— start The input —

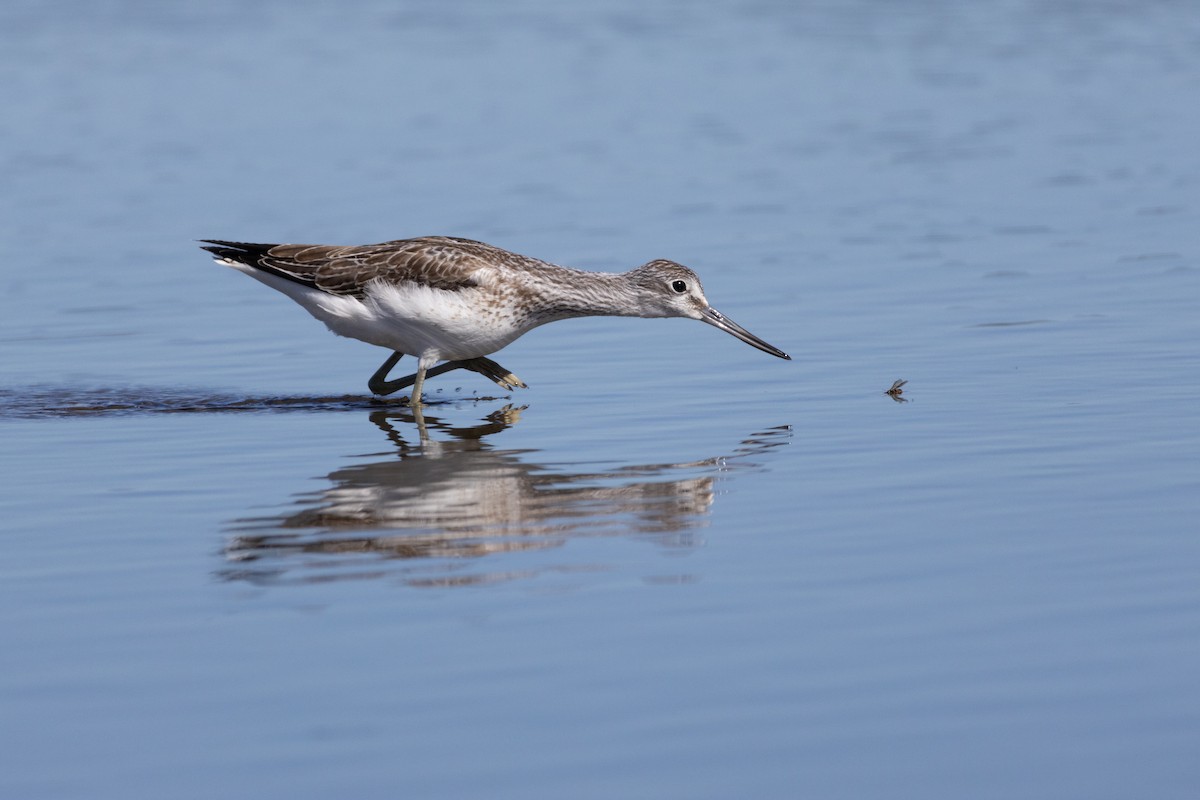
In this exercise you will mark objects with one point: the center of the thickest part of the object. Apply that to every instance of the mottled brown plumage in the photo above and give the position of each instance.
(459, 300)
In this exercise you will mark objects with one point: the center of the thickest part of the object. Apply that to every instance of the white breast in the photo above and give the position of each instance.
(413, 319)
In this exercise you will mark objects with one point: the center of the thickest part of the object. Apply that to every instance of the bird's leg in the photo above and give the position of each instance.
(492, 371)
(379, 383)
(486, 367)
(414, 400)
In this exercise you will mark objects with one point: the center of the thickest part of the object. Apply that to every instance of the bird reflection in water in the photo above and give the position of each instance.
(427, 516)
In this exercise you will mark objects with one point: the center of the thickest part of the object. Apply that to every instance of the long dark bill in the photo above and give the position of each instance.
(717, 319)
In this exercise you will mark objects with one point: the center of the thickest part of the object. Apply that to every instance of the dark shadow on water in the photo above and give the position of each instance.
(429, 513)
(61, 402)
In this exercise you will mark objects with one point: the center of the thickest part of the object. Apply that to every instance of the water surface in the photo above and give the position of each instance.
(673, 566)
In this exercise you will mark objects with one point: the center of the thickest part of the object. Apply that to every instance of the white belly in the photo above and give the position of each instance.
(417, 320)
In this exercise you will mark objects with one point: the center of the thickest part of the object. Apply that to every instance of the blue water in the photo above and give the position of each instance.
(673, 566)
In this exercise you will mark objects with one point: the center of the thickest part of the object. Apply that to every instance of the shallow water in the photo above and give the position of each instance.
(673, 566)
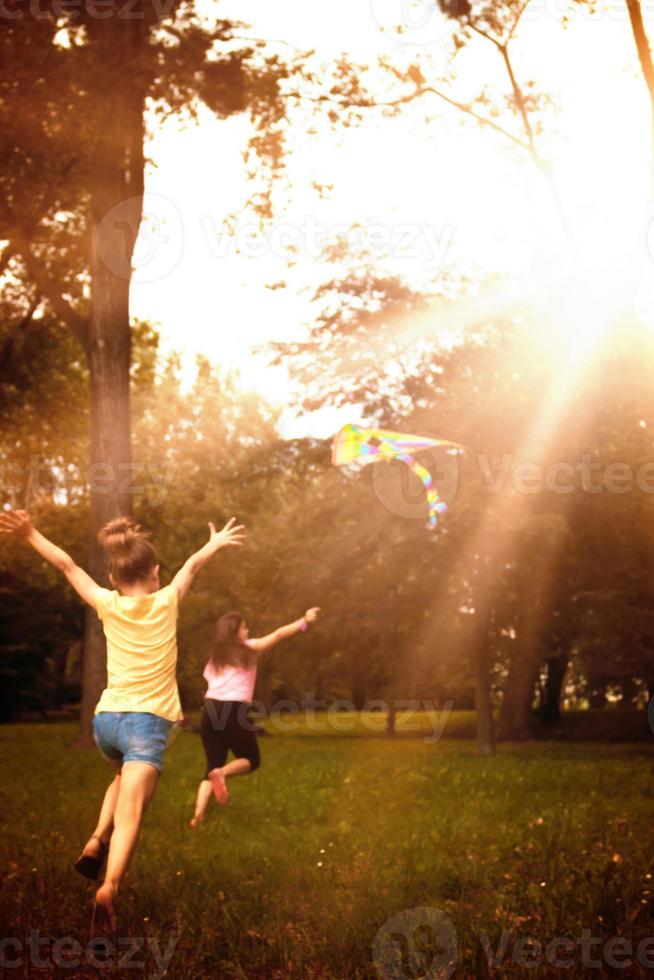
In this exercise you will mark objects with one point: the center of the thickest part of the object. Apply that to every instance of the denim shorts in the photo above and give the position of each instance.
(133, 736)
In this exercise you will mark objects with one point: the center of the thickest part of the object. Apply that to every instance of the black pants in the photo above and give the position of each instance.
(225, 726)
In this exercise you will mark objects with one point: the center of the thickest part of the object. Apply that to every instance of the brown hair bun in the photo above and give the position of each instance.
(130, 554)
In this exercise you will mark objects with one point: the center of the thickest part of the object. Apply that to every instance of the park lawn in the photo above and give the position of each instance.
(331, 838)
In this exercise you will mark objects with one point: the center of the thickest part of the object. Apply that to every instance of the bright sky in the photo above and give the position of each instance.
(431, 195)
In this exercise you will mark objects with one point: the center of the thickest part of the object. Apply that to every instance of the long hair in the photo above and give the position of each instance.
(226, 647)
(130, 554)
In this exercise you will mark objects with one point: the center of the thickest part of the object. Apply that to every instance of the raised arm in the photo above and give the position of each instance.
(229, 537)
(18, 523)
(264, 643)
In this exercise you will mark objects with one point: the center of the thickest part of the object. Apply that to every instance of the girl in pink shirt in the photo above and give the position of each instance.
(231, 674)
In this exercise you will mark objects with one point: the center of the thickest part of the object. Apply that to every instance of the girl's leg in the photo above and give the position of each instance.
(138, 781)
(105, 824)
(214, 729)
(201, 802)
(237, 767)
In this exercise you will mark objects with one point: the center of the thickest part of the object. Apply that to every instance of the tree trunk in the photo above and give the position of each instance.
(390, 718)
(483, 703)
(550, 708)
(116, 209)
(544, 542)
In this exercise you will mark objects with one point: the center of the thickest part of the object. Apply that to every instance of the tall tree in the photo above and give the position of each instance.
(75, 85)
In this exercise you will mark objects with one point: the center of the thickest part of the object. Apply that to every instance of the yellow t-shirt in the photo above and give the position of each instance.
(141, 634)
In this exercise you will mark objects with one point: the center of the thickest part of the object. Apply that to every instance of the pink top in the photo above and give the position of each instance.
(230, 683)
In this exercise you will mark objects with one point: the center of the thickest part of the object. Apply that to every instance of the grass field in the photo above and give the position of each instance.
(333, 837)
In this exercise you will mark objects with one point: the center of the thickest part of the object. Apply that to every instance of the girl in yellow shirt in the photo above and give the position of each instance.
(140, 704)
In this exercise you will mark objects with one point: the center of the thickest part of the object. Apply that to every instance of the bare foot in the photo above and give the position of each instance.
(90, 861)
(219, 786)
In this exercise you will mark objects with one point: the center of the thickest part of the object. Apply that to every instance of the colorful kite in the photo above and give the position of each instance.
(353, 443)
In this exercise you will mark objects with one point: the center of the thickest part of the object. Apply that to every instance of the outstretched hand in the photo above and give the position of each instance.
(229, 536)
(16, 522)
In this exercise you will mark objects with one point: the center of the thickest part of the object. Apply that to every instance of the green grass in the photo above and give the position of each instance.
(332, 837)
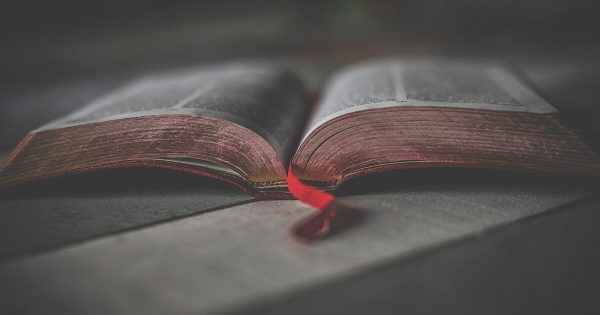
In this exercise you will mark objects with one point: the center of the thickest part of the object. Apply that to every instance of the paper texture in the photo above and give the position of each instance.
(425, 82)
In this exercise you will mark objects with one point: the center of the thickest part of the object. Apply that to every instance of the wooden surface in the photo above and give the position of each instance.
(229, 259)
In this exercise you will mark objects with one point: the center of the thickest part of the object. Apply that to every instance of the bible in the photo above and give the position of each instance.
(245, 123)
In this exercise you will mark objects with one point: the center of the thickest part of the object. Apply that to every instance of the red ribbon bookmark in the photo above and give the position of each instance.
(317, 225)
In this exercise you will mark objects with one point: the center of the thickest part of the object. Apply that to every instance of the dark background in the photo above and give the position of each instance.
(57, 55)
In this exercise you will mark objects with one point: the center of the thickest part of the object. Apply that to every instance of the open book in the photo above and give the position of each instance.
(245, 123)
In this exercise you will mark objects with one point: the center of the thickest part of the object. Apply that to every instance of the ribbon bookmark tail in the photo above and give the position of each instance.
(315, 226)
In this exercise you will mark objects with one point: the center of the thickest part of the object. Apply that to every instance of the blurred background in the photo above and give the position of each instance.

— end The input —

_What to do_:
Repeat the line containing "the dark background" and all subsequent lines through the final line of the data, exactly and with no others.

_Exercise output_:
In this exercise you will mark objects with one point: the center of the thickest part of the object. Apply that to every instance of the dark background in the photo above and give the position of each instance.
(57, 55)
In this exercise you will mark objects with one point: the center of the thickest part of the object. Apply that to every instance of the open book in the photo above and give the position of each instance.
(245, 123)
In this exercise you will mark objects with one point: the center of the thickest part of the object. Apply that to every instance of the ribbon bookmark tail in the photo above and give the position of each instance.
(315, 226)
In this exercise you will mark objects with one point: the center of the thickest part of the object. Apply that to every instance of the blurred background in the photo above and give the position of each instance.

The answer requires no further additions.